Entries supplied
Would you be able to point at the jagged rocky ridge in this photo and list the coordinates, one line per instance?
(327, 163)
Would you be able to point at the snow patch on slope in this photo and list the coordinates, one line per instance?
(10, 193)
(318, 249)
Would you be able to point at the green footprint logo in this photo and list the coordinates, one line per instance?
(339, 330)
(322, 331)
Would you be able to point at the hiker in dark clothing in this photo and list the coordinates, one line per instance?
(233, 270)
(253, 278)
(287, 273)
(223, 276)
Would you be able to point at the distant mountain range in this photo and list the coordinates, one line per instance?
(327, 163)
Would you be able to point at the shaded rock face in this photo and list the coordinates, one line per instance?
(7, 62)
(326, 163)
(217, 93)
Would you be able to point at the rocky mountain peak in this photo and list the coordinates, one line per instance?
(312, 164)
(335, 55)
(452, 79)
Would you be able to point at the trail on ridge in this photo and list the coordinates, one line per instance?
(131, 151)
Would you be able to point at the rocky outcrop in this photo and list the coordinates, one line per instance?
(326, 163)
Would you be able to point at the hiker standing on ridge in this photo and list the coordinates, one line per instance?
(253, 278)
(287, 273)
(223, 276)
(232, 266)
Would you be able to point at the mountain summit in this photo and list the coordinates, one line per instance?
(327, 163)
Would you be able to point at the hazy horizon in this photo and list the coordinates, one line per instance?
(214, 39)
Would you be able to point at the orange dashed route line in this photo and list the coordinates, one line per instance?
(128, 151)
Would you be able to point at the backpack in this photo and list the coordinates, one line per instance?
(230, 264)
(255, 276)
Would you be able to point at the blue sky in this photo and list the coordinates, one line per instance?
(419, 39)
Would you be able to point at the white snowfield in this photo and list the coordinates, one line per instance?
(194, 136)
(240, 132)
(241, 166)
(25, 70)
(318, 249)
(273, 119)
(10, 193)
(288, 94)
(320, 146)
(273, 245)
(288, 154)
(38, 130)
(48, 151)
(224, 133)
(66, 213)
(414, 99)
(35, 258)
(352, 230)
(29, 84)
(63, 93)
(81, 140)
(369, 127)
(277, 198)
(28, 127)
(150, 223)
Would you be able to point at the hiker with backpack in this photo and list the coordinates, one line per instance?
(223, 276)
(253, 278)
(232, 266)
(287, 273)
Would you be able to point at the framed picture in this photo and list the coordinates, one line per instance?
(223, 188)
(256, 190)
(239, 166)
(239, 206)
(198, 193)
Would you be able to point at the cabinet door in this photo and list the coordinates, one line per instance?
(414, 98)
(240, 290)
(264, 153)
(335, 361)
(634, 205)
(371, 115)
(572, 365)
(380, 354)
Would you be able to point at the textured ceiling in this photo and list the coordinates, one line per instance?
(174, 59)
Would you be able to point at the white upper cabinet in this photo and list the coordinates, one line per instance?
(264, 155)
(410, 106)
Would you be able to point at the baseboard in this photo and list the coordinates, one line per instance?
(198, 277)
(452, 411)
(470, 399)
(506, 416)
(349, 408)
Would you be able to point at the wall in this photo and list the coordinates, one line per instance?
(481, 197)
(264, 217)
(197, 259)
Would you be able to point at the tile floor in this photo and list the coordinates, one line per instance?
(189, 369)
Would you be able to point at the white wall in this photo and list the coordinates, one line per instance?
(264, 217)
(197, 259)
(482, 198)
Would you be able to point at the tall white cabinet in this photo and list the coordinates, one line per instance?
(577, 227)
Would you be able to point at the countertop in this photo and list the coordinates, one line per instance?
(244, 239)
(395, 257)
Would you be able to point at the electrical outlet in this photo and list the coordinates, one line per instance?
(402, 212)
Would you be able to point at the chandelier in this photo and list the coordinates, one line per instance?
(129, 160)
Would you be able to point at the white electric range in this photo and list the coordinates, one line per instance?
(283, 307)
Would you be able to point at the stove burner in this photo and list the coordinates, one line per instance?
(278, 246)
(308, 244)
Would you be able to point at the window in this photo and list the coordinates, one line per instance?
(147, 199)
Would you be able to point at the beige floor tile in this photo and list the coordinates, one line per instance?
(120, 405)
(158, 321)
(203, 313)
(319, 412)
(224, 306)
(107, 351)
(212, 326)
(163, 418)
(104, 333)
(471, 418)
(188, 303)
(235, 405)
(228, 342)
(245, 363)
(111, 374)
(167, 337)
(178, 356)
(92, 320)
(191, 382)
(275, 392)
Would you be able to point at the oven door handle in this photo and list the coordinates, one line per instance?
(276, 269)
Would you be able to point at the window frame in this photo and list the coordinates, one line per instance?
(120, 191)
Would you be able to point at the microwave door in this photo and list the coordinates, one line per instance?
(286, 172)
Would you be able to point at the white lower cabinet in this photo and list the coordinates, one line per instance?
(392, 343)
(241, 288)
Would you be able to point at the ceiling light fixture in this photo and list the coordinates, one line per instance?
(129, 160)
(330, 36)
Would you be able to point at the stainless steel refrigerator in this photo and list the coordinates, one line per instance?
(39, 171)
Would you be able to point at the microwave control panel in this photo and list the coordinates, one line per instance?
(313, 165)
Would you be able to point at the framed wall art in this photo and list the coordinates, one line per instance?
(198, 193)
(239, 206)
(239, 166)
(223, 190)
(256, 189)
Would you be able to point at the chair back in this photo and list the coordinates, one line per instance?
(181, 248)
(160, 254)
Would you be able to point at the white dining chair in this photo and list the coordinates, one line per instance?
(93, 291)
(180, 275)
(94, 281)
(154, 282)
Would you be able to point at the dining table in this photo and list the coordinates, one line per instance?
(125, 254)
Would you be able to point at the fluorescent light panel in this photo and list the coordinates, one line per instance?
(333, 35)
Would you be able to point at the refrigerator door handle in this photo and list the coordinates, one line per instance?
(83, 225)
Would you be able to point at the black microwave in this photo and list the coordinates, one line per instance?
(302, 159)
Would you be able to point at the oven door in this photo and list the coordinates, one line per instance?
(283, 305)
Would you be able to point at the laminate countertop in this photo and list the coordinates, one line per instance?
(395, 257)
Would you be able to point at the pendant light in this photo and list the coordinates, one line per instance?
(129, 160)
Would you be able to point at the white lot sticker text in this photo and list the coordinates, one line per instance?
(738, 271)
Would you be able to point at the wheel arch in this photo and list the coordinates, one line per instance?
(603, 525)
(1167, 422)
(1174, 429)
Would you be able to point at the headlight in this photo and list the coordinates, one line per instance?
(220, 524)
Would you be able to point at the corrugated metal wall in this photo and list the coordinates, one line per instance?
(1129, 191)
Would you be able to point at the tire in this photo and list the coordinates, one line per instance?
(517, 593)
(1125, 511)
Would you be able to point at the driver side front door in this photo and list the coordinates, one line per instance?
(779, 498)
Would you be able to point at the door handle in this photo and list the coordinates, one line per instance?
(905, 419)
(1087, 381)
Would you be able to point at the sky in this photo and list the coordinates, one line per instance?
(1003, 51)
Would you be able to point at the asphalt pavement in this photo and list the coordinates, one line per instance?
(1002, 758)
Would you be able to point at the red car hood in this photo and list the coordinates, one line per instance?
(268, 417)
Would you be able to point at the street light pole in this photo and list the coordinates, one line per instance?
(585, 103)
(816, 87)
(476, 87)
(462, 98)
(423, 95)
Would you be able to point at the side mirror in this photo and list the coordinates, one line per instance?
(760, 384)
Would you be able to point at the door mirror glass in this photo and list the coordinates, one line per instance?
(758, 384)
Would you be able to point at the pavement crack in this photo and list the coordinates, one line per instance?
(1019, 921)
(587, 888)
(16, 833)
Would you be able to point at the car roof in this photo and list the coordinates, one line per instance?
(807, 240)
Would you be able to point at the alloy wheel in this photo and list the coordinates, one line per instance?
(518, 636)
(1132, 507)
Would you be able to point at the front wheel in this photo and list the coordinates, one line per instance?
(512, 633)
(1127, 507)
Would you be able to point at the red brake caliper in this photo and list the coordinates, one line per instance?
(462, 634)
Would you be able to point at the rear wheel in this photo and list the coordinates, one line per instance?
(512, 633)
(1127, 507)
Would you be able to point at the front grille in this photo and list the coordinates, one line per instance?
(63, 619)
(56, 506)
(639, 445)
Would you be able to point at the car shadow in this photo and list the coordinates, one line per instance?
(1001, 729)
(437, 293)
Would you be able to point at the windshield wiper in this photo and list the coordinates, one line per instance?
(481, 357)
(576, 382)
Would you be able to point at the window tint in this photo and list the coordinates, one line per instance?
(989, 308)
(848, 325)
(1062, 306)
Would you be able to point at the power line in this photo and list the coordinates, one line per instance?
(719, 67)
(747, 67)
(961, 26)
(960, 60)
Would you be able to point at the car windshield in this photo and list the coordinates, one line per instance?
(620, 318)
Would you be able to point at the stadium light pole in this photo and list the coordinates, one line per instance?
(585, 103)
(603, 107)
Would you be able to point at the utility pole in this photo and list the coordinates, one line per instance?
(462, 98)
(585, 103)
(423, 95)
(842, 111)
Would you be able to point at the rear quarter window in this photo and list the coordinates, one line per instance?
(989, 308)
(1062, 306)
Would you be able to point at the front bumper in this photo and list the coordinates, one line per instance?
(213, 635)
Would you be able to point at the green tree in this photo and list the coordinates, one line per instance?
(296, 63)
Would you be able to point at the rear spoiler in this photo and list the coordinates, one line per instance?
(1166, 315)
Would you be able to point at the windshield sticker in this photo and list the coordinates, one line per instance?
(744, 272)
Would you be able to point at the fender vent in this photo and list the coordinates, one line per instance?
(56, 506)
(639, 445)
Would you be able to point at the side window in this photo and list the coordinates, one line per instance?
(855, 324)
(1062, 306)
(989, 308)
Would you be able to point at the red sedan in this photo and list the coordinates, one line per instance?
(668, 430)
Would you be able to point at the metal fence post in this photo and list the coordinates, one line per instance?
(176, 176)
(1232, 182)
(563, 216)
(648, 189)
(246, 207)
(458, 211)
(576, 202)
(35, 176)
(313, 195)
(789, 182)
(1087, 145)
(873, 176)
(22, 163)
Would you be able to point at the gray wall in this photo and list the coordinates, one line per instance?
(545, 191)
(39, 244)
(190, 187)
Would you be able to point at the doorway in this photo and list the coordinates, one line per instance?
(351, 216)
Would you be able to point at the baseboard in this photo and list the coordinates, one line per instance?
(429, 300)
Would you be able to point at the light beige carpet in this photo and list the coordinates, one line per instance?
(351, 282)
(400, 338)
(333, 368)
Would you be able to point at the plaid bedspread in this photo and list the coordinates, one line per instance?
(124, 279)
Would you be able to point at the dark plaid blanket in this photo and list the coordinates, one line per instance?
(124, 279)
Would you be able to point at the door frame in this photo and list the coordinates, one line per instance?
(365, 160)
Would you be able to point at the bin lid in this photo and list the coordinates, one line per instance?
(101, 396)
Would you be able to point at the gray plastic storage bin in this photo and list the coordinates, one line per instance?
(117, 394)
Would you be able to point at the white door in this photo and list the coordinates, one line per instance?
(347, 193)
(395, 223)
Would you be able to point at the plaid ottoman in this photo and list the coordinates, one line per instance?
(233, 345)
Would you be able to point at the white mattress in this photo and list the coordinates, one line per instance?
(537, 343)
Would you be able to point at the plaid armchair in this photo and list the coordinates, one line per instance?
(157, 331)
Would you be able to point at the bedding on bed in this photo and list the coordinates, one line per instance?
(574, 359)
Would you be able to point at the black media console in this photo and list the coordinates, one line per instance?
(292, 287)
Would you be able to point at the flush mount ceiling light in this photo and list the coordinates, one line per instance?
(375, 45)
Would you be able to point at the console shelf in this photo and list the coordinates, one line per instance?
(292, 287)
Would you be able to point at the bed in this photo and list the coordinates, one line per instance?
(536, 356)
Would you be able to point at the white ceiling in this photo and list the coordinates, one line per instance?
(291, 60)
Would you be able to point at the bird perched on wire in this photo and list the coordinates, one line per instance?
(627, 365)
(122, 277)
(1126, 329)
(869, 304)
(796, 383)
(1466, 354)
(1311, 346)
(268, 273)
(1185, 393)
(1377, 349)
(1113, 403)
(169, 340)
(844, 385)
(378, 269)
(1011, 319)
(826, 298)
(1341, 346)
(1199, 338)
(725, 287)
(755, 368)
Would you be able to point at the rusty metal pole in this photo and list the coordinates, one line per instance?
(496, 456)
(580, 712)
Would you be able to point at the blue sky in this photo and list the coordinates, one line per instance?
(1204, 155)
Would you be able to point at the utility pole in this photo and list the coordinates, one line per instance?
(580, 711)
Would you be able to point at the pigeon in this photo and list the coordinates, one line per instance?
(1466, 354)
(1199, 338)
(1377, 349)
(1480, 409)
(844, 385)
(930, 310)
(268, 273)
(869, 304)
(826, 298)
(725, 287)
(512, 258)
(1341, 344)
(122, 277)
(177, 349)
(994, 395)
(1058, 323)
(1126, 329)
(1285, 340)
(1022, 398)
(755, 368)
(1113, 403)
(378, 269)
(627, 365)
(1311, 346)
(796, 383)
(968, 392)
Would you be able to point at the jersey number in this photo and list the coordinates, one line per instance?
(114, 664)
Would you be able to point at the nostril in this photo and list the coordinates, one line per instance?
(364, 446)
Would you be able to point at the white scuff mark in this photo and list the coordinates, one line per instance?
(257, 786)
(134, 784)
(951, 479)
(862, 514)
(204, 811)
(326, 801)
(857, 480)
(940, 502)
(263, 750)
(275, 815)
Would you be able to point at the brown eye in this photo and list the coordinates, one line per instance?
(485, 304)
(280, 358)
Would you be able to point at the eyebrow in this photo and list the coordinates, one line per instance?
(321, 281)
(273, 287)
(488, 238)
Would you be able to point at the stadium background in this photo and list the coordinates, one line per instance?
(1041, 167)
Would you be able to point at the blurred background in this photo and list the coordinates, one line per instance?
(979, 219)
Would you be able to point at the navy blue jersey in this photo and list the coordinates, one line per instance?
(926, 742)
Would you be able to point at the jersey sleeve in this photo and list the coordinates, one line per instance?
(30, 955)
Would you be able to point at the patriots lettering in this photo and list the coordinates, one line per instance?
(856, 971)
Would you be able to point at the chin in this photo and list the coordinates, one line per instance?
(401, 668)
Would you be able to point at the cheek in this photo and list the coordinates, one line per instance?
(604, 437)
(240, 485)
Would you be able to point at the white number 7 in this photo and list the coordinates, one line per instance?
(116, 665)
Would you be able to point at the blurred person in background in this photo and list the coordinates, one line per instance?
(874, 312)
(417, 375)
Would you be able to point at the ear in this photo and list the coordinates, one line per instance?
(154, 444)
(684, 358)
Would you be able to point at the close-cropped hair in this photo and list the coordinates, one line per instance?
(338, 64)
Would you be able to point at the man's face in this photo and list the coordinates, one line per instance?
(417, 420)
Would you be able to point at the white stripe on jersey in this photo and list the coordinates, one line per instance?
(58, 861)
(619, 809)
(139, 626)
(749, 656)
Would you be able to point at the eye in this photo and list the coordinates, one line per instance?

Exercise
The answer should hold exactly the lines running from the one with "Would you be able to point at the white stripe" to the final line of the data, both ends counted.

Response for this exercise
Would you be able to point at the white stripe on jersey in this photo and list the coordinates, one line per instance?
(58, 861)
(619, 809)
(139, 626)
(749, 656)
Would you be able to point at the eye in this photo and list the coordinates, one line per instance?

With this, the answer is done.